[Opening Recorded data section]

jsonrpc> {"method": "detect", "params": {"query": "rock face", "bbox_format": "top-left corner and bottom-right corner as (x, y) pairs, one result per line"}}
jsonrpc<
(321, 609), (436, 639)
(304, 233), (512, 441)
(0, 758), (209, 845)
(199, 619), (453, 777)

[Closing Recorded data section]

- _Exercise prompt_: Each line above is to be copied exactly as written.

- _Solution for this task_:
jsonrpc> {"method": "detect", "params": {"query": "rock face", "bbox_format": "top-left corner and bottom-right corner as (x, y) pairs, one result per line"}}
jsonrpc<
(321, 609), (436, 639)
(304, 233), (512, 441)
(0, 758), (209, 845)
(199, 619), (453, 777)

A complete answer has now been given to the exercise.